#### WHAT YOU NEED TO DO
Please return all of the records verbatim, with the pictures omitted.

[Referring expression grounding data]
┄┄┄┄┄┄
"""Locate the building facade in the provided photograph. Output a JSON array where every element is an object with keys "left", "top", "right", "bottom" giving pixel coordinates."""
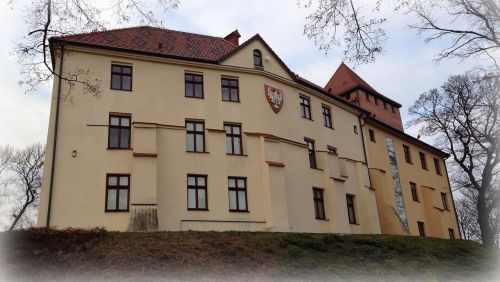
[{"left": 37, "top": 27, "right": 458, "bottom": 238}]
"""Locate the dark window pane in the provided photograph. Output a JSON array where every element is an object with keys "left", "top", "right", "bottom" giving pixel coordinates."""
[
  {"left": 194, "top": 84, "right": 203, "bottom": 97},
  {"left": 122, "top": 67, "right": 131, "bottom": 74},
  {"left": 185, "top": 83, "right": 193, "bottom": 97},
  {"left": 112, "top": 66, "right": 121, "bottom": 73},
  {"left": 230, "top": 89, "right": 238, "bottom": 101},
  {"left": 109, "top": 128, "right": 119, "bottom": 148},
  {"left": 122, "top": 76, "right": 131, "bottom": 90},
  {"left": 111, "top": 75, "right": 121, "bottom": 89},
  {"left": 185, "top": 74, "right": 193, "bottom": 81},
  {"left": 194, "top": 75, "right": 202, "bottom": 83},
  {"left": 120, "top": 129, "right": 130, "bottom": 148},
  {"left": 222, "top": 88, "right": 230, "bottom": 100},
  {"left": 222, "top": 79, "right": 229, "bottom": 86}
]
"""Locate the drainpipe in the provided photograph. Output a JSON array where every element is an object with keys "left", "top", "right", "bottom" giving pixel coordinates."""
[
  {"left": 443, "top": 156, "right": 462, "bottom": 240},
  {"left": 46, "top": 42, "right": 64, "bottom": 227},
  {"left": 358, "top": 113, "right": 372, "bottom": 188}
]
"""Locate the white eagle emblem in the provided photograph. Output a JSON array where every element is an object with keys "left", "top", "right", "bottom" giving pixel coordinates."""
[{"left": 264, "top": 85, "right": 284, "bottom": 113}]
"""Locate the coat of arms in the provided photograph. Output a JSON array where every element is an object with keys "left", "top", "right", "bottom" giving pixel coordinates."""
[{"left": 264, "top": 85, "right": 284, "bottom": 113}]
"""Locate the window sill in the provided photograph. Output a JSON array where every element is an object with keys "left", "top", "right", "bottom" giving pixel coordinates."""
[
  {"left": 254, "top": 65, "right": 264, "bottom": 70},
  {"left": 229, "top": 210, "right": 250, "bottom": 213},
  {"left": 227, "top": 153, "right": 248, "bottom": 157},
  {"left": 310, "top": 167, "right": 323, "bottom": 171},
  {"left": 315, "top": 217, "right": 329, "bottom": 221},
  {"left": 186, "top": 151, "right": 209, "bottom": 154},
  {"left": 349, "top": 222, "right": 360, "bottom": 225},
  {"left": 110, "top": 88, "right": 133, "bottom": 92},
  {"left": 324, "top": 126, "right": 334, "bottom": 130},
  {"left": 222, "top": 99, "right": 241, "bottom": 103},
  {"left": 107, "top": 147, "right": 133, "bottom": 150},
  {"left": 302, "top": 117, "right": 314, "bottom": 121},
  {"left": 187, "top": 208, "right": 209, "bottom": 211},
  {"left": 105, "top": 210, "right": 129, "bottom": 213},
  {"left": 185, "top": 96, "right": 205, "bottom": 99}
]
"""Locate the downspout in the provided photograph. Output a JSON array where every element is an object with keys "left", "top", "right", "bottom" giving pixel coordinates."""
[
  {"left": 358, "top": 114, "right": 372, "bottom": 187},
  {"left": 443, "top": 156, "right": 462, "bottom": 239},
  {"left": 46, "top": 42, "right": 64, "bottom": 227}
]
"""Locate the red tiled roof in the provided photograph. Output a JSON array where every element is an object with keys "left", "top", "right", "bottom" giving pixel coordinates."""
┄┄┄┄┄┄
#### ANSWER TO THE EXERCISE
"""Locate the building facade in the provided photograph. Output a JSON array where every element is an object with keys "left", "top", "right", "bottom" giving pixel coordinates."""
[{"left": 37, "top": 27, "right": 458, "bottom": 238}]
"""Locate the dark window pane in the provided photograph. Output a JSON array where every element is an object with keys "left", "top", "right", "bottom" giving pixel coordinates."""
[
  {"left": 194, "top": 84, "right": 203, "bottom": 97},
  {"left": 122, "top": 67, "right": 131, "bottom": 74},
  {"left": 185, "top": 83, "right": 193, "bottom": 97},
  {"left": 112, "top": 66, "right": 121, "bottom": 73},
  {"left": 230, "top": 89, "right": 238, "bottom": 101},
  {"left": 109, "top": 128, "right": 119, "bottom": 148},
  {"left": 122, "top": 76, "right": 131, "bottom": 90},
  {"left": 111, "top": 75, "right": 121, "bottom": 89},
  {"left": 185, "top": 74, "right": 193, "bottom": 81},
  {"left": 194, "top": 75, "right": 202, "bottom": 83},
  {"left": 120, "top": 129, "right": 130, "bottom": 148},
  {"left": 222, "top": 88, "right": 230, "bottom": 100},
  {"left": 222, "top": 79, "right": 229, "bottom": 86}
]
"""Locate the drainpipe in the provided photograph. Output a JSON array where every element is an object with keys "left", "top", "right", "bottom" giving pixel coordinates."""
[
  {"left": 443, "top": 156, "right": 462, "bottom": 240},
  {"left": 46, "top": 42, "right": 64, "bottom": 227},
  {"left": 358, "top": 113, "right": 372, "bottom": 188}
]
"""Locate the white eagle emblem in the provided photograph. Output a JSON array where every element is an object with keys "left", "top", "right", "bottom" giving pixel coordinates."""
[{"left": 264, "top": 85, "right": 284, "bottom": 113}]
"""Locate the coat of arms in the provided photograph. Output a JSON array where every element is an object with keys "left", "top", "right", "bottom" giving pixel coordinates."""
[{"left": 264, "top": 85, "right": 284, "bottom": 113}]
"""Locate the window sill in the provided photograph. Output a JSON array where every element is an object with keys "left", "top", "right", "bottom" giving pixel coordinates."""
[
  {"left": 254, "top": 65, "right": 264, "bottom": 70},
  {"left": 229, "top": 210, "right": 250, "bottom": 213},
  {"left": 227, "top": 153, "right": 248, "bottom": 157},
  {"left": 310, "top": 167, "right": 323, "bottom": 171},
  {"left": 315, "top": 217, "right": 329, "bottom": 221},
  {"left": 186, "top": 151, "right": 209, "bottom": 154},
  {"left": 349, "top": 222, "right": 360, "bottom": 225},
  {"left": 110, "top": 88, "right": 133, "bottom": 92},
  {"left": 324, "top": 126, "right": 334, "bottom": 130},
  {"left": 222, "top": 99, "right": 241, "bottom": 103},
  {"left": 107, "top": 147, "right": 133, "bottom": 150},
  {"left": 302, "top": 117, "right": 314, "bottom": 121},
  {"left": 187, "top": 208, "right": 209, "bottom": 211},
  {"left": 105, "top": 210, "right": 129, "bottom": 213},
  {"left": 185, "top": 96, "right": 205, "bottom": 99}
]
"""Locate the downspout in the provided photograph. Output a JSON array where every element is an object with keys "left", "top", "right", "bottom" giving pixel coordinates."""
[
  {"left": 358, "top": 114, "right": 372, "bottom": 187},
  {"left": 443, "top": 156, "right": 462, "bottom": 239},
  {"left": 46, "top": 42, "right": 64, "bottom": 227}
]
"""Locate the red tiled roof in the provided photograph. Output a JSON array where every element is an object with keys "left", "top", "right", "bottom" giving pixel coordinates."""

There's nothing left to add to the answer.